» **Required action**:
Taking the line that contains "positive clicks: (509, 333) (487, 320)" as the first and the final line of the records as the last, write out every line between them exactly, ends included, and nothing else.

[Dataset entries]
--------------------

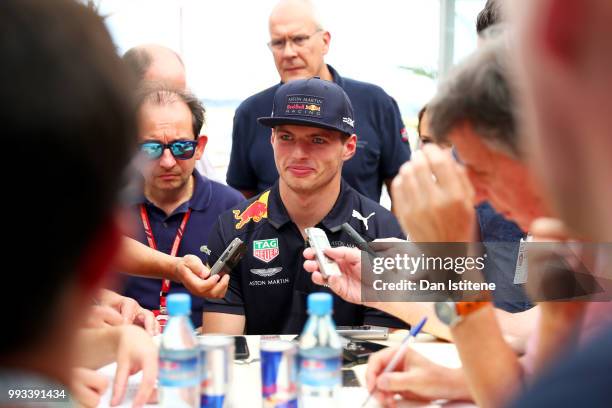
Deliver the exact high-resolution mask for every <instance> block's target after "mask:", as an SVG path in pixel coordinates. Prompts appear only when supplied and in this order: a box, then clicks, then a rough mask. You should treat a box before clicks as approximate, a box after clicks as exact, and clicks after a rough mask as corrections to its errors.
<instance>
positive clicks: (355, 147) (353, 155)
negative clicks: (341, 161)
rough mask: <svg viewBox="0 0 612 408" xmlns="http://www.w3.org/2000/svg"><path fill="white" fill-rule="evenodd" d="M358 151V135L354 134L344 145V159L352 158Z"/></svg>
mask: <svg viewBox="0 0 612 408" xmlns="http://www.w3.org/2000/svg"><path fill="white" fill-rule="evenodd" d="M356 152H357V135H356V134H354V133H353V134H352V135H350V136H349V137H348V139H346V141H345V142H344V144H343V146H342V161H347V160H349V159H351V158H352V157H353V156H354V155H355V153H356Z"/></svg>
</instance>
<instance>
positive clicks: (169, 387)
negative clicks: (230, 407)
mask: <svg viewBox="0 0 612 408" xmlns="http://www.w3.org/2000/svg"><path fill="white" fill-rule="evenodd" d="M167 308H168V315H169V316H170V317H169V319H168V323H167V324H166V327H165V328H164V333H163V334H162V338H161V344H160V346H159V397H160V398H159V405H160V406H162V407H177V408H178V407H191V408H195V407H199V406H200V352H199V348H198V343H197V340H196V337H195V335H194V333H193V331H194V330H193V325H192V324H191V319H190V318H189V313H190V312H191V298H190V297H189V295H187V294H185V293H178V294H172V295H169V296H168V299H167Z"/></svg>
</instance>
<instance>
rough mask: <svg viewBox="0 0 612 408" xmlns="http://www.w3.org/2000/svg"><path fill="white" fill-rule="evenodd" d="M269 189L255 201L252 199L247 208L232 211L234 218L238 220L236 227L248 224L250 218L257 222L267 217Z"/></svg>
mask: <svg viewBox="0 0 612 408" xmlns="http://www.w3.org/2000/svg"><path fill="white" fill-rule="evenodd" d="M269 195H270V191H266V192H265V193H263V194H262V195H261V196H259V198H258V199H257V200H256V201H253V202H252V203H251V204H250V205H249V206H248V207H247V208H245V209H244V211H242V213H241V212H240V210H234V211H232V212H233V213H234V218H235V219H237V220H238V221H239V222H238V223H237V224H236V229H240V228H242V227H244V226H245V225H246V224H248V223H249V222H250V221H251V220H252V221H253V222H259V221H261V220H263V219H264V218H268V196H269Z"/></svg>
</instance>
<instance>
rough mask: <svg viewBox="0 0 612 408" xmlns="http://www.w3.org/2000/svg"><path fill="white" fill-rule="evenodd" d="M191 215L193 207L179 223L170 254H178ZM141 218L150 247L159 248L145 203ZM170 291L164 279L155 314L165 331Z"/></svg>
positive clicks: (162, 281)
mask: <svg viewBox="0 0 612 408" xmlns="http://www.w3.org/2000/svg"><path fill="white" fill-rule="evenodd" d="M190 215H191V208H190V209H188V210H187V212H186V213H185V215H184V216H183V220H182V221H181V225H179V228H178V230H177V231H176V237H174V243H173V244H172V249H171V250H170V256H176V254H177V253H178V249H179V246H180V245H181V241H182V240H183V233H184V231H185V226H186V225H187V221H188V220H189V216H190ZM140 218H141V219H142V225H143V226H144V230H145V235H146V236H147V242H148V243H149V247H151V248H153V249H155V250H157V243H156V242H155V237H154V236H153V229H152V228H151V222H150V221H149V215H148V214H147V209H146V207H145V206H144V204H141V205H140ZM169 291H170V280H169V279H162V286H161V290H160V291H159V309H158V310H154V311H153V314H154V315H155V318H156V319H157V322H158V323H159V327H160V329H161V331H162V332H163V331H164V327H165V326H166V323H167V321H168V311H167V310H166V297H167V296H168V292H169Z"/></svg>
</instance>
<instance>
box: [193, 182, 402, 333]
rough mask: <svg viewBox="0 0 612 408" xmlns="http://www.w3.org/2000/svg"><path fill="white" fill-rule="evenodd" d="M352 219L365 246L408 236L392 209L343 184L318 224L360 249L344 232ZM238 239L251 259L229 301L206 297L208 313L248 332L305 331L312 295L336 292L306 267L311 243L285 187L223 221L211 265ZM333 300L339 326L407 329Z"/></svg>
mask: <svg viewBox="0 0 612 408" xmlns="http://www.w3.org/2000/svg"><path fill="white" fill-rule="evenodd" d="M363 219H367V221H364V220H363ZM345 222H348V223H350V224H351V226H352V227H353V228H354V229H355V230H356V231H357V232H358V233H360V234H361V235H362V236H363V237H364V239H365V240H366V241H372V240H374V239H377V238H388V237H396V238H402V239H404V238H405V236H404V234H403V233H402V230H401V228H400V226H399V224H398V223H397V220H396V219H395V217H394V216H393V215H392V214H391V213H390V212H389V211H388V210H386V209H384V208H383V207H381V206H380V205H378V204H377V203H375V202H374V201H372V200H370V199H368V198H367V197H364V196H363V195H361V194H359V193H357V192H356V191H355V190H354V189H353V188H351V187H350V186H349V185H348V184H347V183H346V182H344V181H343V182H342V185H341V189H340V194H339V196H338V199H337V200H336V203H335V205H334V207H333V208H332V210H331V211H330V213H329V214H327V216H326V217H325V218H324V219H323V220H322V221H321V222H320V223H319V224H318V225H317V227H319V228H322V229H323V230H324V231H325V232H326V233H327V236H328V238H329V241H330V243H331V245H332V246H343V245H344V246H354V245H353V243H352V241H351V239H350V238H349V237H348V235H346V234H345V233H344V232H343V231H342V230H340V229H339V227H340V225H342V224H343V223H345ZM235 237H239V238H240V239H242V241H244V242H245V243H246V244H247V252H246V255H245V256H244V258H242V260H241V261H240V262H239V263H238V265H237V266H236V267H235V268H234V270H232V272H231V279H230V287H229V290H228V292H227V294H226V296H225V298H224V299H222V300H206V303H205V305H204V311H205V312H221V313H230V314H239V315H244V316H245V317H246V333H247V334H283V333H285V334H287V333H300V332H301V331H302V327H303V326H304V323H305V322H306V319H307V313H306V298H307V296H308V294H310V293H313V292H329V293H331V291H330V290H329V289H328V288H325V287H322V286H318V285H316V284H314V283H313V282H312V280H311V276H310V274H309V273H308V272H306V271H305V270H304V257H303V255H302V252H303V250H304V248H305V247H306V242H305V241H304V239H303V238H302V235H301V234H300V231H299V230H298V228H297V226H296V225H295V224H294V223H293V222H292V221H291V219H290V218H289V215H288V213H287V210H286V209H285V206H284V205H283V202H282V200H281V198H280V194H279V190H278V183H276V184H275V185H274V186H273V187H272V188H271V189H270V190H268V191H266V192H264V193H262V194H261V195H259V196H257V197H254V198H253V199H251V200H249V201H247V202H245V203H242V204H240V205H238V206H236V207H235V209H234V210H231V211H228V212H225V213H223V214H222V215H221V216H220V217H219V219H218V220H217V223H216V224H215V226H214V227H213V230H212V231H211V235H210V237H209V241H208V245H209V248H210V251H211V254H210V256H209V261H210V264H211V265H212V264H213V263H214V262H215V261H216V260H217V259H218V257H219V256H220V255H221V253H222V252H223V250H224V249H225V248H226V247H227V245H228V244H229V243H230V242H231V241H232V240H233V239H234V238H235ZM332 295H333V293H332ZM333 296H334V316H333V317H334V320H335V322H336V324H337V325H341V326H345V325H362V324H372V325H379V326H386V327H402V328H403V327H405V324H404V323H402V322H401V321H399V320H397V319H395V318H393V317H391V316H389V315H386V314H384V313H382V312H380V311H378V310H375V309H371V308H367V307H364V306H359V305H355V304H352V303H348V302H346V301H344V300H342V299H341V298H340V297H338V296H336V295H333Z"/></svg>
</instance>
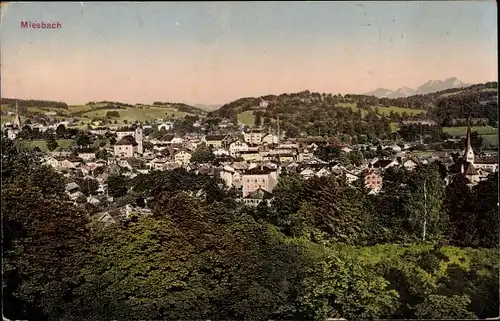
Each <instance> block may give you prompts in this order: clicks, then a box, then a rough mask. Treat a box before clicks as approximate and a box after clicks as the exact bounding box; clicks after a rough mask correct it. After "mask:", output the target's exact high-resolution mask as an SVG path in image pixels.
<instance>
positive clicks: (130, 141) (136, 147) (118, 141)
mask: <svg viewBox="0 0 500 321" xmlns="http://www.w3.org/2000/svg"><path fill="white" fill-rule="evenodd" d="M141 147H142V146H141ZM136 153H139V144H138V143H137V142H136V140H135V139H134V137H132V136H131V135H126V136H123V137H122V138H121V139H120V140H118V142H116V144H115V156H116V157H124V158H130V157H134V156H135V155H136Z"/></svg>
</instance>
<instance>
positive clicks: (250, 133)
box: [243, 128, 263, 145]
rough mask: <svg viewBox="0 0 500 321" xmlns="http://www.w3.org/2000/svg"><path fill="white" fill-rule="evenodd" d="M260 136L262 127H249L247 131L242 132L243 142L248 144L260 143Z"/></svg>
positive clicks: (260, 136) (262, 134) (261, 130)
mask: <svg viewBox="0 0 500 321" xmlns="http://www.w3.org/2000/svg"><path fill="white" fill-rule="evenodd" d="M262 136H263V134H262V129H259V128H254V129H250V130H249V131H248V132H245V133H243V138H244V140H245V143H248V144H250V145H260V144H262Z"/></svg>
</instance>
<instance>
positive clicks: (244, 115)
mask: <svg viewBox="0 0 500 321" xmlns="http://www.w3.org/2000/svg"><path fill="white" fill-rule="evenodd" d="M236 117H237V118H238V121H239V122H240V123H242V124H244V125H246V126H250V127H251V126H253V124H254V121H255V117H254V115H253V110H247V111H244V112H242V113H239V114H238V115H237V116H236Z"/></svg>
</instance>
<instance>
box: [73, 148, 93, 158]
mask: <svg viewBox="0 0 500 321" xmlns="http://www.w3.org/2000/svg"><path fill="white" fill-rule="evenodd" d="M96 152H97V150H96V149H95V148H91V147H83V148H79V149H78V150H77V153H78V157H80V158H81V159H83V160H86V161H90V160H93V159H95V153H96Z"/></svg>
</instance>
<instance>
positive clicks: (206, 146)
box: [191, 143, 215, 163]
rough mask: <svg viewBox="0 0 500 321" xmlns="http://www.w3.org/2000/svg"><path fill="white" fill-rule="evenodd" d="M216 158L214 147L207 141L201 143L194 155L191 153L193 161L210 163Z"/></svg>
mask: <svg viewBox="0 0 500 321" xmlns="http://www.w3.org/2000/svg"><path fill="white" fill-rule="evenodd" d="M214 160H215V155H214V153H213V151H212V149H211V148H210V147H209V146H207V145H206V144H205V143H202V144H200V145H199V146H198V147H197V148H196V150H195V151H194V153H193V155H191V162H195V163H209V162H212V161H214Z"/></svg>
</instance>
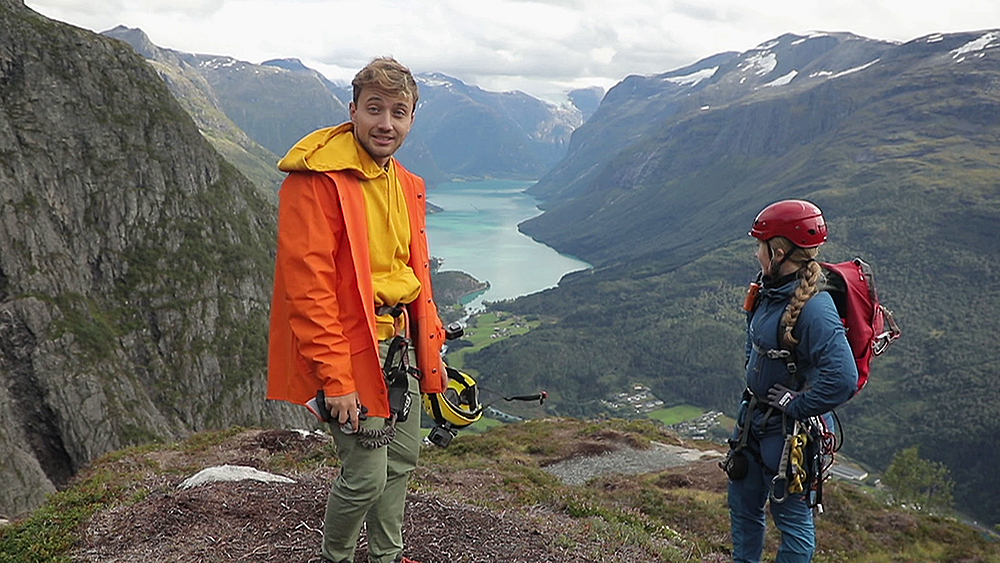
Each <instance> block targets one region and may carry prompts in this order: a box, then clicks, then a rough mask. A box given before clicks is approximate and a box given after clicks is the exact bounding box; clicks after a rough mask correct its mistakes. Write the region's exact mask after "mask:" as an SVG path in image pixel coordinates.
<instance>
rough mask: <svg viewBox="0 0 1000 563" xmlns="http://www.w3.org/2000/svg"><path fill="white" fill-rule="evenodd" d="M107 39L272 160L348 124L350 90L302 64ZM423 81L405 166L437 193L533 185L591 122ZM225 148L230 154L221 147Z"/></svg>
mask: <svg viewBox="0 0 1000 563" xmlns="http://www.w3.org/2000/svg"><path fill="white" fill-rule="evenodd" d="M104 33H105V34H106V35H109V36H114V37H117V38H119V39H121V40H123V41H125V42H127V43H129V44H131V45H133V47H134V48H135V49H136V50H137V51H138V52H140V53H141V54H143V55H144V56H146V57H147V58H148V59H150V60H151V61H157V57H159V58H160V59H161V61H160V62H163V63H164V64H167V65H169V66H171V67H172V68H174V69H175V73H174V74H178V73H179V74H181V75H182V76H183V77H185V79H186V80H188V81H191V82H197V83H205V84H206V85H207V86H208V89H209V90H211V94H210V96H209V97H211V98H213V99H214V100H215V101H216V104H215V105H217V106H218V107H219V109H220V110H221V111H222V112H223V113H224V114H225V116H227V117H228V118H229V119H230V120H232V121H233V122H234V123H235V125H237V126H238V128H239V129H241V130H242V131H243V132H245V134H246V135H247V136H248V137H249V138H250V139H253V140H254V141H255V142H256V143H259V144H260V145H262V146H263V147H266V149H267V150H268V151H270V153H273V154H276V155H279V156H280V155H283V154H285V152H286V151H287V150H288V149H289V148H291V147H292V146H293V145H294V144H295V143H296V142H297V141H298V140H299V139H301V138H302V137H304V136H305V135H306V134H308V133H309V132H312V131H314V130H316V129H319V128H322V127H329V126H332V125H336V124H339V123H341V122H344V121H347V119H348V110H347V106H348V104H349V103H350V101H351V99H352V97H353V96H352V91H351V87H350V85H346V86H341V85H338V84H336V83H334V82H332V81H330V80H329V79H327V78H326V77H325V76H323V74H322V73H320V72H318V71H316V70H314V69H311V68H309V67H307V66H306V65H304V64H303V63H302V61H301V60H299V59H295V58H283V59H271V60H268V61H264V62H262V63H260V64H255V63H251V62H247V61H240V60H238V59H235V58H233V57H229V56H225V55H204V54H190V53H183V52H179V51H173V50H169V49H161V48H158V47H156V46H155V45H153V44H152V43H151V42H150V41H149V39H148V37H146V35H145V33H143V32H142V31H141V30H137V29H129V28H125V27H122V26H119V27H116V28H114V29H112V30H108V31H106V32H104ZM164 58H166V60H165V61H164V60H163V59H164ZM164 75H165V77H166V76H167V73H164ZM415 78H416V79H417V82H418V84H419V86H420V88H421V99H420V101H419V103H418V107H417V119H416V122H415V124H414V127H413V129H412V130H411V131H410V134H409V136H408V138H407V141H406V143H404V145H403V147H402V148H401V149H400V151H399V152H398V154H397V157H398V158H399V159H400V161H401V162H403V163H404V164H406V166H407V167H408V168H409V169H411V170H412V171H414V172H415V173H417V174H419V175H420V176H422V177H423V178H424V179H425V180H426V181H427V182H428V184H430V185H434V184H437V183H440V182H444V181H448V180H450V179H453V178H488V177H506V176H513V177H517V178H523V179H535V178H537V177H538V176H540V175H541V174H542V173H543V172H544V171H545V170H546V169H548V167H550V166H552V165H553V164H555V162H557V161H558V160H559V159H560V158H562V156H563V154H565V151H566V144H567V143H568V141H569V136H570V133H571V132H572V130H573V129H575V128H576V127H577V126H579V125H580V124H581V123H582V122H583V114H582V112H581V111H580V110H579V109H576V108H575V107H574V108H570V107H560V106H556V105H554V104H551V103H548V102H544V101H542V100H538V99H536V98H533V97H531V96H529V95H527V94H524V93H523V92H490V91H486V90H483V89H482V88H479V87H477V86H471V85H468V84H465V83H464V82H462V81H461V80H459V79H457V78H454V77H450V76H445V75H443V74H440V73H421V74H417V75H416V76H415ZM178 81H179V80H178V79H176V78H174V82H178ZM169 82H170V81H168V83H169ZM172 91H173V92H174V94H175V95H176V96H178V97H179V98H180V99H181V101H182V103H185V106H186V107H188V108H191V107H197V106H199V105H205V104H204V103H203V102H199V101H198V100H197V98H199V97H200V96H198V95H194V94H193V93H192V91H191V89H182V88H176V87H172ZM190 97H194V98H195V99H194V100H187V98H190ZM196 119H197V115H196ZM217 145H218V146H220V147H223V148H225V143H223V142H219V143H217ZM226 154H227V156H229V154H228V153H226ZM245 160H246V159H245ZM234 163H235V164H237V165H238V166H240V167H241V169H244V168H245V167H251V168H250V170H251V171H253V173H254V174H259V172H258V170H259V169H260V168H262V167H271V168H273V160H271V161H268V159H267V158H266V155H264V156H263V157H261V158H259V159H258V160H256V161H251V162H246V161H235V160H234Z"/></svg>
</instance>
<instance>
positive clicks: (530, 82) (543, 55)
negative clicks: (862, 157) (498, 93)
mask: <svg viewBox="0 0 1000 563" xmlns="http://www.w3.org/2000/svg"><path fill="white" fill-rule="evenodd" d="M25 3H26V4H27V5H28V6H29V7H30V8H32V9H34V10H36V11H38V12H40V13H42V14H44V15H46V16H48V17H50V18H53V19H57V20H60V21H64V22H67V23H71V24H74V25H77V26H80V27H84V28H87V29H91V30H94V31H98V32H99V31H104V30H106V29H109V28H112V27H114V26H116V25H119V24H121V25H125V26H128V27H137V28H141V29H142V30H143V31H145V32H146V33H147V34H148V35H149V37H150V39H151V40H152V41H153V43H155V44H156V45H158V46H160V47H167V48H171V49H176V50H179V51H185V52H192V53H205V54H214V55H228V56H232V57H235V58H237V59H241V60H245V61H250V62H255V63H259V62H262V61H264V60H267V59H271V58H283V57H295V58H299V59H302V61H303V62H305V63H306V64H307V65H308V66H311V67H313V68H316V69H318V70H320V71H322V72H323V73H324V74H326V75H327V76H328V77H329V78H331V79H333V80H345V81H346V80H349V79H350V77H351V76H353V74H354V73H355V72H356V71H357V69H358V68H360V67H361V66H363V65H364V64H365V63H366V62H367V61H368V60H370V59H371V58H372V57H375V56H379V55H392V56H395V57H396V58H397V59H399V60H400V61H401V62H403V63H404V64H406V65H408V66H410V68H411V69H413V70H414V71H416V72H432V71H433V72H443V73H445V74H448V75H451V76H455V77H457V78H459V79H462V80H463V81H465V82H469V83H472V84H477V85H479V86H481V87H483V88H485V89H488V90H498V91H504V90H514V89H518V90H523V91H525V92H528V93H529V94H532V95H535V96H538V97H541V98H545V99H548V100H551V101H558V100H559V98H560V94H561V93H562V92H565V91H567V90H569V89H571V88H579V87H587V86H601V87H604V88H609V87H611V86H613V85H614V84H615V83H616V82H618V81H619V80H621V79H622V78H624V77H626V76H628V75H629V74H655V73H659V72H665V71H668V70H673V69H676V68H679V67H682V66H684V65H687V64H690V63H693V62H695V61H696V60H698V59H701V58H704V57H706V56H709V55H713V54H715V53H719V52H722V51H746V50H748V49H751V48H753V47H754V46H756V45H759V44H761V43H764V42H765V41H767V40H769V39H772V38H774V37H777V36H778V35H781V34H783V33H786V32H792V33H802V34H804V33H807V32H810V31H849V32H852V33H856V34H858V35H863V36H866V37H871V38H875V39H885V40H892V41H908V40H910V39H915V38H917V37H921V36H924V35H928V34H930V33H935V32H953V31H976V30H982V29H997V28H1000V3H998V2H997V0H937V1H932V2H914V1H913V0H532V1H529V0H100V1H95V0H25Z"/></svg>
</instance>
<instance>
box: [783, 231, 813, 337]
mask: <svg viewBox="0 0 1000 563" xmlns="http://www.w3.org/2000/svg"><path fill="white" fill-rule="evenodd" d="M818 254H819V248H798V247H796V248H795V250H793V251H792V256H791V257H790V258H789V259H790V260H791V261H792V262H793V263H798V264H801V266H800V267H799V271H798V275H799V279H800V280H801V281H800V282H799V286H798V287H796V288H795V293H794V294H793V295H792V298H791V300H789V302H788V306H787V307H785V312H784V314H783V315H782V316H781V326H783V327H784V333H783V334H782V335H781V343H782V345H783V346H784V347H786V348H794V347H795V346H796V345H798V343H799V341H798V340H796V339H795V337H794V336H792V329H794V328H795V323H797V322H798V320H799V314H800V313H802V307H805V304H806V302H807V301H809V300H810V299H811V298H812V296H813V295H816V294H817V293H819V288H820V283H821V281H822V279H823V268H821V267H820V265H819V262H817V261H816V256H817V255H818Z"/></svg>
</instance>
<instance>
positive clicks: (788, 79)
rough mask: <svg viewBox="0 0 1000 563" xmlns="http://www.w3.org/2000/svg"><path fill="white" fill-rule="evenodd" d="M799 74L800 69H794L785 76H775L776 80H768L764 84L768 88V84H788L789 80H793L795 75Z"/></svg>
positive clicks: (789, 81) (771, 85) (789, 80)
mask: <svg viewBox="0 0 1000 563" xmlns="http://www.w3.org/2000/svg"><path fill="white" fill-rule="evenodd" d="M798 75H799V71H797V70H793V71H791V72H789V73H788V74H785V75H784V76H780V77H778V78H775V79H774V80H772V81H770V82H768V83H767V84H765V85H764V87H765V88H766V87H768V86H784V85H786V84H788V83H789V82H791V81H792V80H794V79H795V77H796V76H798Z"/></svg>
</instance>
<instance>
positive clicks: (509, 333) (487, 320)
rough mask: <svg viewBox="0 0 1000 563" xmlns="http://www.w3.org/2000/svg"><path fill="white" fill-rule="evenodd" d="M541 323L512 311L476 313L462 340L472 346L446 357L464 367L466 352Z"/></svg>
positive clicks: (488, 344)
mask: <svg viewBox="0 0 1000 563" xmlns="http://www.w3.org/2000/svg"><path fill="white" fill-rule="evenodd" d="M539 324H541V322H540V321H537V320H535V321H528V320H525V319H524V317H521V316H518V315H512V314H510V313H503V312H501V313H489V312H488V313H481V314H479V315H476V316H474V317H472V318H471V319H470V320H469V324H468V326H466V327H465V335H464V336H462V340H465V341H467V342H471V343H472V346H467V347H465V348H461V349H458V350H455V351H454V352H449V353H448V355H447V358H446V359H447V362H448V365H449V366H451V367H454V368H456V369H462V368H463V366H464V358H465V355H466V354H468V353H470V352H477V351H479V350H482V349H483V348H485V347H487V346H489V345H490V344H493V343H495V342H498V341H500V340H503V339H505V338H510V337H511V336H514V335H518V334H525V333H526V332H528V331H529V330H531V329H532V328H535V327H536V326H538V325H539ZM463 371H464V370H463ZM469 373H470V375H473V376H475V375H476V374H475V373H474V372H471V371H470V372H469Z"/></svg>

--------------------

» **Completed exercise**:
positive clicks: (509, 333) (487, 320)
rough mask: <svg viewBox="0 0 1000 563" xmlns="http://www.w3.org/2000/svg"><path fill="white" fill-rule="evenodd" d="M541 323L512 311L476 313L462 340L472 346L446 357L464 367L466 352Z"/></svg>
positive clicks: (488, 344)
mask: <svg viewBox="0 0 1000 563" xmlns="http://www.w3.org/2000/svg"><path fill="white" fill-rule="evenodd" d="M539 324H541V322H540V321H537V320H535V321H528V320H525V319H524V317H521V316H518V315H512V314H510V313H503V312H501V313H489V312H488V313H481V314H479V315H476V316H474V317H472V318H471V319H470V320H469V324H468V326H466V327H465V335H464V336H462V340H465V341H467V342H471V343H472V346H467V347H465V348H461V349H458V350H455V351H454V352H449V353H448V355H447V358H446V359H447V362H448V365H449V366H451V367H454V368H456V369H462V368H463V366H464V358H465V355H466V354H468V353H470V352H477V351H479V350H482V349H483V348H485V347H487V346H489V345H490V344H493V343H495V342H498V341H500V340H503V339H505V338H510V337H511V336H514V335H518V334H525V333H526V332H528V331H529V330H531V329H532V328H535V327H536V326H538V325H539ZM463 371H464V370H463ZM469 373H470V375H473V376H475V375H476V374H475V373H474V372H471V371H470V372H469Z"/></svg>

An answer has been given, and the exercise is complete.